◆ **Document text**:
Despite this very important contribution by Barlogie et al, questions remain about thalidomide use with regards to timing, dose, duration of therapy, and optimal patient populations. It is unclear whether thalidomide is best used as in TT2, from induction through transplantation, consolidation, and maintenance. It is noteworthy that post hoc Barlogie et al found no impact of the duration or cumulative dose of thalidomide on clinical outcomes. In fact, 43% of patients stopped thalidomide at a median of 30 months, which is a lower attrition rate than for other trials. As shown in the table, the median duration of thalidomide treatment, regardless of trial design, was about 12 months. Therefore, it appears that relatively brief exposure to thalidomide may provide survival benefits in a subset of patients.

◆ **What to work on**:
- a) In the passage on thalidomide, what percentage of patients stopped thalidomide, and at what median point?
- b) Continue the passage on thalidomide from its last sentence.
The rows aren't needed for any of this.

Referring expression grounding data
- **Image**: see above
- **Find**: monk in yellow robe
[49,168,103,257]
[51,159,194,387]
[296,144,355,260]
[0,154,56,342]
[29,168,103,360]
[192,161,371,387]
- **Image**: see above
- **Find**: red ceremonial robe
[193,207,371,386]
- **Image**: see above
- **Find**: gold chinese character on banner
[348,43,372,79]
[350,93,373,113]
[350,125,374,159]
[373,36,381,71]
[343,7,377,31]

◆ **Responses to the exercise**:
- a) 43% of patients stopped it, at a median of 30 months.

- b)
The question of which patient populations thalidomide best serves relates both to the substrate of the patient (eg, age and comorbidity) and to the myeloma biology, and it is quite likely that the inconsistent results in the MPT trials reflect this heterogeneity. A major challenge for synthesizing the impact that the treatment regimens have on myeloma genetic characteristics lies in the differential methodology employed. Barlogie and colleagues' work relies heavily on metaphase cytogenetics and on gene expression profiling, whereas those of the IFM and others are largely FISH-based. The different information derived makes cross-validation among studies difficult, but each may add to the current work by continuing to unravel complex interactions between myeloma biology, treatment, and long-term outcomes.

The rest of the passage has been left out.